• **EJERCICIO**
Responde según el fragmento:
1. ¿Qué estribillo corrió burlonamente por las calles de la Urbe?
2. ¿Qué corrió la misma suerte que la del tiempo?
3. ¿Al servicio de quién han estado los músicos durante mucho tiempo?

==== FRAGMENTO ====

Ante tales expolios corrió burlonamente por las calles de la Urbe el siguiente estribillo: «Quod non fecerunt barbari fecerunt barberini» (Lo que no hicieron los bárbaros lo hicieron los barberini).

Como la casuística comenzaba a desbordarse, tuve que echar el freno a la memoria. Las artes del espacio corrieron la misma suerte que la del tiempo.

Que la música haya sido durante mucho tiempo «fruta de estación» permite también otro enfoque sociológico. Aparte la espontaneidad de la música más popular, la llamada música clásica ha surgido muy frecuentemente en tiempo preciso, marcado por exigencias de oficio, demanda de comitentes o muestra de gratitud a mecenas. Los músicos han estado durante mucho tiempo al servicio del rey o del cabildo eclesiástico y han tenido que componer para satisfacer sus exigencias.

==== DATOS ====

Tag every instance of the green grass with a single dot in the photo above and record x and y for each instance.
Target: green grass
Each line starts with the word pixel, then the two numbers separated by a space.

====

• **SOLUCIÓN**
1. «Quod non fecerunt barbari fecerunt barberini» (Lo que no hicieron los bárbaros lo hicieron los barberini).
2. Las artes del espacio.
3. Al servicio del rey o del cabildo eclesiástico.